(Dataset entries)
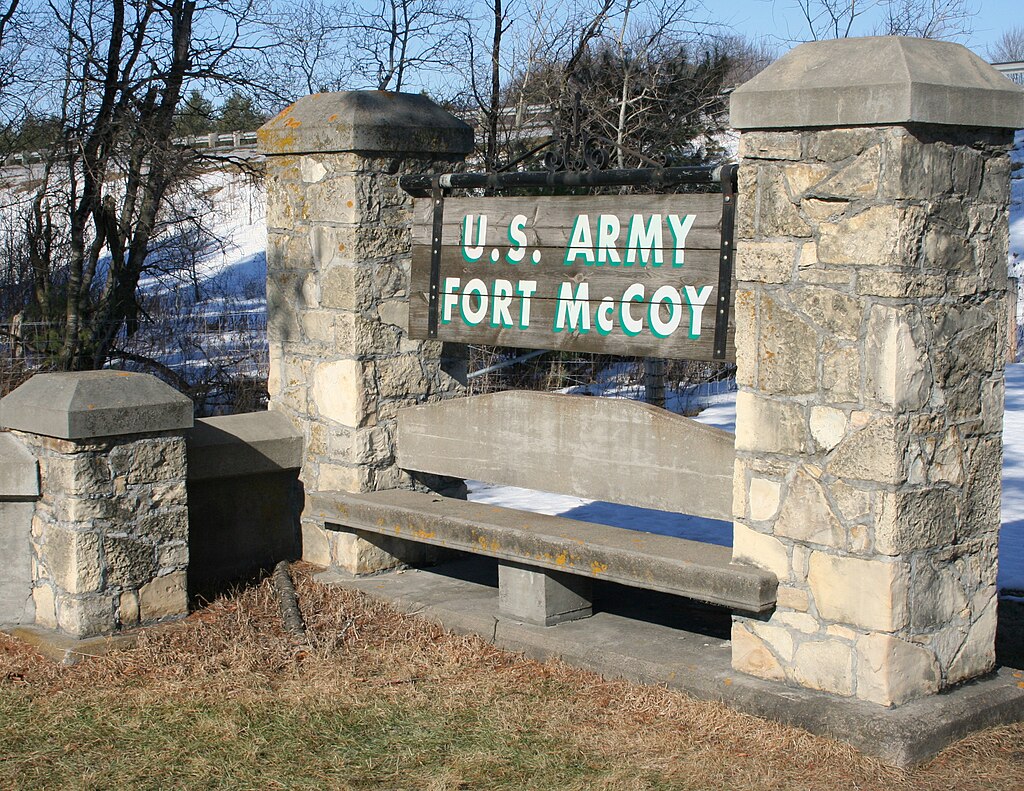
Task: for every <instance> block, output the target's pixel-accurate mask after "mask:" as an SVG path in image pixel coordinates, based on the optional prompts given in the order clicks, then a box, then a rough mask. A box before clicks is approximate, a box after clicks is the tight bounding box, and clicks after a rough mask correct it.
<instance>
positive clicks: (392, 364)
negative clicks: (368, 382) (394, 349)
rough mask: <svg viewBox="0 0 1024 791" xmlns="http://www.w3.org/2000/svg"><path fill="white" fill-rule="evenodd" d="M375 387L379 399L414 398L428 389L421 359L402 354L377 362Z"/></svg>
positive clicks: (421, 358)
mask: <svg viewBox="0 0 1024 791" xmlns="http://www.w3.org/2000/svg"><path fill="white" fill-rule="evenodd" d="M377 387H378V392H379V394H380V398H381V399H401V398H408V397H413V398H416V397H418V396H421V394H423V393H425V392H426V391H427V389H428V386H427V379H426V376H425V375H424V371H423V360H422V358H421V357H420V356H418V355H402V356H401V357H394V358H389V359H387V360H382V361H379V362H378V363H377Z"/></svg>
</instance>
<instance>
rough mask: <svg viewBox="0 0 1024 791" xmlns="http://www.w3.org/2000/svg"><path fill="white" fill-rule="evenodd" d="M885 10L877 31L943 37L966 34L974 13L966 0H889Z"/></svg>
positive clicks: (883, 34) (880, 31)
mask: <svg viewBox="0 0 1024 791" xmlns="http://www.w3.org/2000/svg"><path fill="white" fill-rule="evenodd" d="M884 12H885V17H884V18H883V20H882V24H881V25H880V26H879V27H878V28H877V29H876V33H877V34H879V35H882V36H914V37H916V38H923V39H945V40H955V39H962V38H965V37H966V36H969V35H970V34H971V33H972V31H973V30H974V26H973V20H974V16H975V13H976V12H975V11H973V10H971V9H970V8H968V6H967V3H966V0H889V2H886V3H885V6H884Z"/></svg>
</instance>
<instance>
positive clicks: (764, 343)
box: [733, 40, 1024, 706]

ACTIVITY: Will you return exactly the lines above from the one with "positive clicks: (392, 364)" down to the one with "10L877 31L943 37L966", counting both as part of the range?

ANSWER TO THE PROBLEM:
positive clicks: (392, 364)
negative clicks: (368, 382) (394, 349)
rough mask: <svg viewBox="0 0 1024 791" xmlns="http://www.w3.org/2000/svg"><path fill="white" fill-rule="evenodd" d="M375 387L379 399L414 398L428 389L421 359L402 354L377 362Z"/></svg>
positive clicks: (421, 358)
mask: <svg viewBox="0 0 1024 791" xmlns="http://www.w3.org/2000/svg"><path fill="white" fill-rule="evenodd" d="M377 387H378V392H379V394H380V398H381V399H401V398H408V397H413V398H416V397H418V396H421V394H423V393H425V392H426V391H427V389H428V386H427V379H426V376H425V375H424V371H423V360H422V358H421V357H420V356H418V355H402V356H401V357H394V358H389V359H387V360H382V361H379V362H378V363H377Z"/></svg>
</instance>
<instance>
rough mask: <svg viewBox="0 0 1024 791" xmlns="http://www.w3.org/2000/svg"><path fill="white" fill-rule="evenodd" d="M885 10L877 31L943 37L966 34L974 13L966 0H889Z"/></svg>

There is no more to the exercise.